08.08.2006 Par Thérèse Delpech

LE 31 JUILLET, après deux semaines de discussions entre les membres du Conseil de sécurité, le vote de la résolution 1696 est enfin intervenu avec une belle majorité : 14 voix contre 1. Trois ans après les premières indications décisives d’une violation par Téhéran de ses engagements internationaux, et six mois après la transmission du dossier nucléaire iranien au Conseil de sécurité, c’est une victoire un peu tardive, de surcroît limitée.



Il faudra en effet une autre réunion ministérielle avant toute nouvelle décision du Conseil au cas où l’Iran ne tiendrait pas davantage compte de cette résolution que de la déclaration présidentielle de mars. Mais la preuve est tout de même faite – une fois de plus – que ce n’est pas Washington et les capitales européennes qui veulent obtenir seules la suspension des activités d’enrichissement et de retraitement sur le sol iranien. Les cinq membres du Conseil de sécurité ont trouvé un accord pour rendre désormais cette suspension obligatoire, et l’Iran a un mois pour s’exécuter.

Un seul pays a voté contre la résolution. Cette voix rebelle est celle du Qatar, et son vote ne saurait être interprété seulement comme une protestation indirecte aux bombardements israéliens au Liban, et plus particulièrement à la tragédie de Cana. Il exprime aussi la peur que les pays de la région ont désormais de Téhéran. Le Qatar n’a pas la moindre sympathie pour l’Iran. Les deux pays ont même des différends territoriaux connus. La nature exacte du lien avec la crise libanaise n’est pas nécessairement celle qui vient immédiatement à l’esprit. Car l’interprétation la plus répandue à New York au sein des délégations est que Téhéran a eu un rôle décisif dans l’origine du conflit.

Personne ne croit à une initiative isolée du Hezbollah le 12 juillet. L’attaque a eu lieu après une rencontre avec Javier Solana à Bruxelles du principal négociateur iranien, Ali Larijani, qui ne s’est pas même donné la peine de feindre un intérêt quelconque pour la proposition élaborée le 1er juin par les cinq membres permanents et l’Allemagne. Le retour au Conseil de sécurité, une échéance que Téhéran a toujours redoutée en raison de ses conséquences politiques et économiques – même sans l’adoption de sanctions – était probable, et les réponses étaient préparées de longue date à Téhéran.

L’attaque a aussi eu lieu peu avant le Sommet du G8 à Saint-Pétersbourg, où l’affaire iranienne devait être abordée. Compte tenu de ces échéances, et des liens idéologiques, politiques et militaires du Hezbollah avec Téhéran, il est normal de se poser des questions sur une possible manoeuvre de diversion. Les délégations réunies à New York pensent connaître la réponse et en déduisent parfois que l’Iran peut prendre d’autres initiatives déplaisantes.

▶ **Données fournies**
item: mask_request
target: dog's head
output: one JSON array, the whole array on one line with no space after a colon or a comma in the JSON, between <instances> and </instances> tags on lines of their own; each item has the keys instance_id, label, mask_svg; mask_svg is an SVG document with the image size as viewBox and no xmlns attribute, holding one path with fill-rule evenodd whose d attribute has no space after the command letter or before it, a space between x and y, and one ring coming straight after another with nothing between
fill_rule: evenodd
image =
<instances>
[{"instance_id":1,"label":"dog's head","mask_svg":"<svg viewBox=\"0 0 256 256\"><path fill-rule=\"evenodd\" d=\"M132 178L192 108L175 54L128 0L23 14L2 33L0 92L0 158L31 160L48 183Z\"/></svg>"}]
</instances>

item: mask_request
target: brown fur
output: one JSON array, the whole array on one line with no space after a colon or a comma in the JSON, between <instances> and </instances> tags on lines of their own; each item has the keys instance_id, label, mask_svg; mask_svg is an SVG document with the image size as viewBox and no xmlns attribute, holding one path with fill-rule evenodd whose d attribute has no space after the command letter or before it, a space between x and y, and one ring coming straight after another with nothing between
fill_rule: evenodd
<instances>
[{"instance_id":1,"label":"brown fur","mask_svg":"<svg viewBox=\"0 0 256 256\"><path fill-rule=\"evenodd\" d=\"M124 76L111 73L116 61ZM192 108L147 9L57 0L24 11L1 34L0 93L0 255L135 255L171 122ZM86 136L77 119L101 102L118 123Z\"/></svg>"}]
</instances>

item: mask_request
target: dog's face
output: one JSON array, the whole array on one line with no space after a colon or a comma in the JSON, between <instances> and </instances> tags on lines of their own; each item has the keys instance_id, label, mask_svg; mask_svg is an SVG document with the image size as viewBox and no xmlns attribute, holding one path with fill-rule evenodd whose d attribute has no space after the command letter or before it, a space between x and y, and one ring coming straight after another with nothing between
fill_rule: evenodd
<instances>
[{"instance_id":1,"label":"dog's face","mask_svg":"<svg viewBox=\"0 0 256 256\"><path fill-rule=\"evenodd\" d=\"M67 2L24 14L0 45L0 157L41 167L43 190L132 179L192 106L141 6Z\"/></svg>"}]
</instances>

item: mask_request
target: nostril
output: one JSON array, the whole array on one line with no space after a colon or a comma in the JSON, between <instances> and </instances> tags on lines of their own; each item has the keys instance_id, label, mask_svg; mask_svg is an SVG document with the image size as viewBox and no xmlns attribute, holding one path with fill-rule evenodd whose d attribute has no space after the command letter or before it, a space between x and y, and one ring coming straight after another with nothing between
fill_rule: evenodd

▶ **Consigne**
Recopiez fidèlement le passage de l'extrait qui commence aux mots « L’attaque a aussi » et s'arrête après « d’autres initiatives déplaisantes. ». La liste n'intervient pas dans ce travail.

▶ **Corrigé**
L’attaque a aussi eu lieu peu avant le Sommet du G8 à Saint-Pétersbourg, où l’affaire iranienne devait être abordée. Compte tenu de ces échéances, et des liens idéologiques, politiques et militaires du Hezbollah avec Téhéran, il est normal de se poser des questions sur une possible manoeuvre de diversion. Les délégations réunies à New York pensent connaître la réponse et en déduisent parfois que l’Iran peut prendre d’autres initiatives déplaisantes.